▸ DATA TO PROCESS
/---

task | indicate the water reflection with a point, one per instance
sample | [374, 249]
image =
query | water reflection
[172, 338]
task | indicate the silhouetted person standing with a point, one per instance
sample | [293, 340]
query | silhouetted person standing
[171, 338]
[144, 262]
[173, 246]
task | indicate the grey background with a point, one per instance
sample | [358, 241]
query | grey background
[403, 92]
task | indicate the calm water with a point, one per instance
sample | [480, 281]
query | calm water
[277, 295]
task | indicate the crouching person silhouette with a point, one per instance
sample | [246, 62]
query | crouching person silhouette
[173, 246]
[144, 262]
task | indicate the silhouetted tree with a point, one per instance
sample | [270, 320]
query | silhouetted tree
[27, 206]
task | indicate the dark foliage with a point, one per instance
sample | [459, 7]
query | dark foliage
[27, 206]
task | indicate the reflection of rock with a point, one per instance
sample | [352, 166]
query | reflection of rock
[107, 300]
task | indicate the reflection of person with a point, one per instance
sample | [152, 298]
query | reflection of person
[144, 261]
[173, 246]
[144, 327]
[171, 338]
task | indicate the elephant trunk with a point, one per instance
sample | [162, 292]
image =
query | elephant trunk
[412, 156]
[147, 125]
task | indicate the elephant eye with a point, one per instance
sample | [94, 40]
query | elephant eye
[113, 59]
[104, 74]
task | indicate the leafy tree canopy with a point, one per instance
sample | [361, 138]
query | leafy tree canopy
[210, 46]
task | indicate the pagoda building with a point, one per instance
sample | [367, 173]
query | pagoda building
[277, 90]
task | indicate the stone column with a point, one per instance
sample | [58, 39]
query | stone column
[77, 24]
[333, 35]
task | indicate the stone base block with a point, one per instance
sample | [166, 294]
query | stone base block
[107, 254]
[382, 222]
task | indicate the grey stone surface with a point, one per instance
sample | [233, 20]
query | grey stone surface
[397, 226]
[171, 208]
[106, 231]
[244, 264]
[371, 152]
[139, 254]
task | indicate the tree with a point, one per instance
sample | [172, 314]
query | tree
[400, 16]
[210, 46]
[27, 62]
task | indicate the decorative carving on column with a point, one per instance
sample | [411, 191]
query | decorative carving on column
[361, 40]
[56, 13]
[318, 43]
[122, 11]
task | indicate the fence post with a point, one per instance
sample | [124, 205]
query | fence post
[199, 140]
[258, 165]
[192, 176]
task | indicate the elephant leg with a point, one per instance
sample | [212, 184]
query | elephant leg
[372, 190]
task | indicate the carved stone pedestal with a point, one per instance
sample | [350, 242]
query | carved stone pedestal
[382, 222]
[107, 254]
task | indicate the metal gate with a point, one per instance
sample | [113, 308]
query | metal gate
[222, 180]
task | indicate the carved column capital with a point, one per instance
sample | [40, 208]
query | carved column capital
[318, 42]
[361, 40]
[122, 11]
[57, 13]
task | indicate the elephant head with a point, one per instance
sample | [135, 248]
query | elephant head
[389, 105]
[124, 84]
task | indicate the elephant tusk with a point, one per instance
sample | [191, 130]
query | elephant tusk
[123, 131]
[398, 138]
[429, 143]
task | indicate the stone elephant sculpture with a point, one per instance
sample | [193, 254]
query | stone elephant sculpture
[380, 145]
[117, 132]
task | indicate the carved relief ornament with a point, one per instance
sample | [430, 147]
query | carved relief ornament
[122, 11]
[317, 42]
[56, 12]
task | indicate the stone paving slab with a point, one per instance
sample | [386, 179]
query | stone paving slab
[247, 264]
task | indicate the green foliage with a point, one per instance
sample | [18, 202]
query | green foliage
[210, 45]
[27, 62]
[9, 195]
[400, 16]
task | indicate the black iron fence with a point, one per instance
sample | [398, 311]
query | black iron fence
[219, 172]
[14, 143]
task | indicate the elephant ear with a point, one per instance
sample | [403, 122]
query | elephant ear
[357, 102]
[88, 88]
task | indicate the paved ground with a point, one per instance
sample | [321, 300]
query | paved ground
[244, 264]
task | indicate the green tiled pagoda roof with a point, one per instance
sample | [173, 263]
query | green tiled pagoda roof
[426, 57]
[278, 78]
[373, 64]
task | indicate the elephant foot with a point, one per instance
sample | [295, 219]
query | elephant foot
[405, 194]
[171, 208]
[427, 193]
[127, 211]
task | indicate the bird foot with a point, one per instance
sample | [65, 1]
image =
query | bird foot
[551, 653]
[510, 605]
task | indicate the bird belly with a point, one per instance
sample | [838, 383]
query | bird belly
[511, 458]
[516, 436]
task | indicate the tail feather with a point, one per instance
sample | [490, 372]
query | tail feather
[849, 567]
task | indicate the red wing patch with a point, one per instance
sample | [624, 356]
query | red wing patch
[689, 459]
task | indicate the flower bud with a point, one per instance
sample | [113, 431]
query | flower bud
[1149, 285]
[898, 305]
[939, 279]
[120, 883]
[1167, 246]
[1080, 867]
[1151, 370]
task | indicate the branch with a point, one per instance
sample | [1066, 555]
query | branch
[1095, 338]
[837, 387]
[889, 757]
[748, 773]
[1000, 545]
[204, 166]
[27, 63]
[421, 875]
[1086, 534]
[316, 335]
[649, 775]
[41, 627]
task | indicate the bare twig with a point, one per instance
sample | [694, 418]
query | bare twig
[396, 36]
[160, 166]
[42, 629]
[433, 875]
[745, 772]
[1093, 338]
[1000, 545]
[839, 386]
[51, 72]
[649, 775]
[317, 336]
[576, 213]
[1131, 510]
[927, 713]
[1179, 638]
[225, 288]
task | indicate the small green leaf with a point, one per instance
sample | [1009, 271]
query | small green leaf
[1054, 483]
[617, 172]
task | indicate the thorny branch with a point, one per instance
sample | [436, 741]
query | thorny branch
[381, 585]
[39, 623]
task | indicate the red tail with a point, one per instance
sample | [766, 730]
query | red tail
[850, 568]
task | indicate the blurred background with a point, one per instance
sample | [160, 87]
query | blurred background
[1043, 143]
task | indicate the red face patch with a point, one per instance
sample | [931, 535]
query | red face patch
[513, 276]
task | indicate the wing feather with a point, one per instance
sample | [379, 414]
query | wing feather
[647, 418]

\---

▸ OBJECTIVE
Each line of the material should be echoed exactly.

▸ ANSWER TO THE PROBLEM
task | indicate the water reflection with a point, one per instance
sample | [374, 249]
image =
query | water reflection
[172, 338]
task | indicate the silhouetted person standing with a point, one per instance
sample | [293, 340]
query | silhouetted person standing
[171, 338]
[144, 262]
[173, 246]
task | indicate the grey background with a point, one per instance
sample | [358, 241]
query | grey background
[403, 92]
task | indicate the calm water with a point, one per instance
sample | [480, 281]
query | calm water
[277, 295]
task | indicate the crouching person silhouette with a point, one per instance
sample | [246, 62]
query | crouching person silhouette
[173, 246]
[144, 262]
task | indicate the silhouetted tree with a point, one per instance
sample | [270, 320]
query | silhouetted tree
[27, 206]
task | indicate the dark foliage with a point, one per instance
sample | [459, 7]
query | dark foliage
[27, 206]
task | indicate the reflection of rock with a point, one per instance
sample | [352, 166]
query | reflection of rock
[107, 300]
task | indicate the reflection of person with a point, one per instance
sample | [152, 298]
query | reflection of person
[144, 261]
[173, 246]
[144, 327]
[171, 338]
task | indicate the elephant trunk with a point, one per instance
sample | [162, 292]
image =
query | elephant trunk
[412, 156]
[147, 125]
task | indicate the elephant eye with a point, one per instance
sample | [94, 40]
query | elephant eye
[113, 59]
[104, 74]
task | indicate the leafy tree canopy with a point, one per instance
sample | [361, 138]
query | leafy tree canopy
[210, 46]
task | indicate the pagoda building with a point, one per instance
sample | [367, 173]
query | pagoda building
[277, 90]
task | indicate the stone column with a point, one per instance
sample | [58, 39]
query | stone column
[77, 24]
[333, 35]
task | indicate the stone base block with a point, one per instance
sample | [166, 294]
query | stone base block
[107, 254]
[382, 222]
task | indicate the grey stone surface with a point, one per instance
sample | [233, 20]
query | grey stone surface
[397, 226]
[171, 208]
[106, 231]
[244, 264]
[371, 152]
[139, 254]
task | indicate the tree with a point, one per instance
sample | [172, 314]
query | tree
[400, 16]
[210, 46]
[27, 62]
task | indicate the decorative carving on column with a point, one per instance
sample | [411, 191]
query | decorative carving on column
[361, 40]
[56, 13]
[318, 43]
[122, 11]
task | indicate the fence post with a point, one per instance
sample | [124, 205]
query | fence post
[199, 140]
[258, 165]
[192, 176]
task | indicate the elephant leg with a point, one per instance
sample | [212, 184]
query | elephant leg
[372, 190]
task | indicate the carved stone pedestal with a point, one per instance
sample | [350, 242]
query | carved stone pedestal
[382, 222]
[107, 254]
task | indicate the metal gate with a point, one per instance
sample | [113, 308]
query | metal gate
[222, 180]
task | indicate the carved column capital with a point, one per instance
sample | [40, 208]
query | carved column capital
[318, 42]
[361, 40]
[122, 11]
[57, 13]
task | indicate the elephant head with a point, one per instance
sample | [135, 248]
query | elephant head
[389, 105]
[124, 84]
task | indicate the elephant tusk with a point, one per instance
sample | [191, 130]
query | elephant tusk
[123, 131]
[398, 138]
[429, 143]
task | indicate the stone elephant sculpture with a point, one per instance
sample | [193, 254]
query | stone elephant sculpture
[380, 145]
[117, 132]
task | indicate the carved relief ornament with a point, one per instance
sample | [430, 147]
query | carved relief ornament
[122, 11]
[317, 42]
[56, 12]
task | indicate the stone paving slab with a point, one per instance
sample | [386, 179]
query | stone paving slab
[247, 264]
task | indicate the green foliage with a point, one per instance
sample | [18, 202]
query | green foliage
[210, 45]
[27, 62]
[9, 195]
[400, 16]
task | indicate the black iron fence with a point, one per instance
sample | [398, 311]
query | black iron fence
[219, 172]
[14, 143]
task | indicate the elephant ear with a point, one per instance
sample | [403, 122]
query | elephant ear
[357, 102]
[88, 88]
task | indicate the paved ground with a point, one per instance
sample | [321, 300]
query | paved ground
[244, 264]
task | indicate the green tiled pagoda roof with a point, one per instance
sample | [173, 263]
query | green tiled pagoda roof
[426, 57]
[278, 78]
[373, 64]
task | indicate the elephant foot with a point, one per instance
sample | [295, 219]
query | elephant foot
[405, 194]
[171, 208]
[427, 193]
[127, 211]
task | indicate the bird foot with a point, one per instance
sample | [65, 1]
image =
query | bird foot
[551, 653]
[510, 605]
task | indicate the bird belly with a point, one per instance
sample | [838, 383]
query | bird belly
[511, 458]
[516, 436]
task | indicate the tail feather with a point, one per instance
sample | [490, 372]
query | tail feather
[849, 567]
task | indicate the red wing patch with a point, one per instance
sample | [624, 356]
query | red wing patch
[689, 459]
task | indicate the flower bud with a point, one per instance
sample | [113, 431]
query | flower bud
[1149, 285]
[898, 305]
[939, 279]
[120, 883]
[1167, 246]
[1080, 867]
[1151, 370]
task | indicate the branch with a point, one per instance
sample | [1066, 555]
query | branch
[1095, 338]
[837, 387]
[889, 757]
[748, 773]
[1000, 545]
[204, 166]
[27, 63]
[421, 875]
[1086, 534]
[316, 335]
[649, 775]
[41, 627]
task | indicate the bare twig with a point, one per instance
sample | [694, 418]
query | bare twig
[396, 36]
[160, 166]
[42, 629]
[433, 875]
[745, 772]
[1093, 338]
[1000, 545]
[839, 386]
[51, 72]
[649, 775]
[317, 336]
[576, 213]
[1131, 510]
[927, 713]
[1179, 638]
[225, 288]
task | indicate the small green leaf with a point, one per instance
sample | [1009, 271]
query | small green leaf
[1054, 483]
[617, 172]
task | indicate the thorny branch with a point, one per instance
sample | [436, 741]
query | thorny branch
[381, 585]
[39, 623]
task | indicate the red tail with a point, one per instance
sample | [766, 730]
query | red tail
[850, 568]
task | indicate the blurred background with a point, one per instance
sample | [160, 87]
query | blurred background
[1043, 143]
task | indicate the red face patch with a point, one per instance
sample | [931, 535]
query | red face patch
[513, 276]
task | indicate the wing feather with a point, one per instance
sample | [379, 414]
query | wing feather
[647, 418]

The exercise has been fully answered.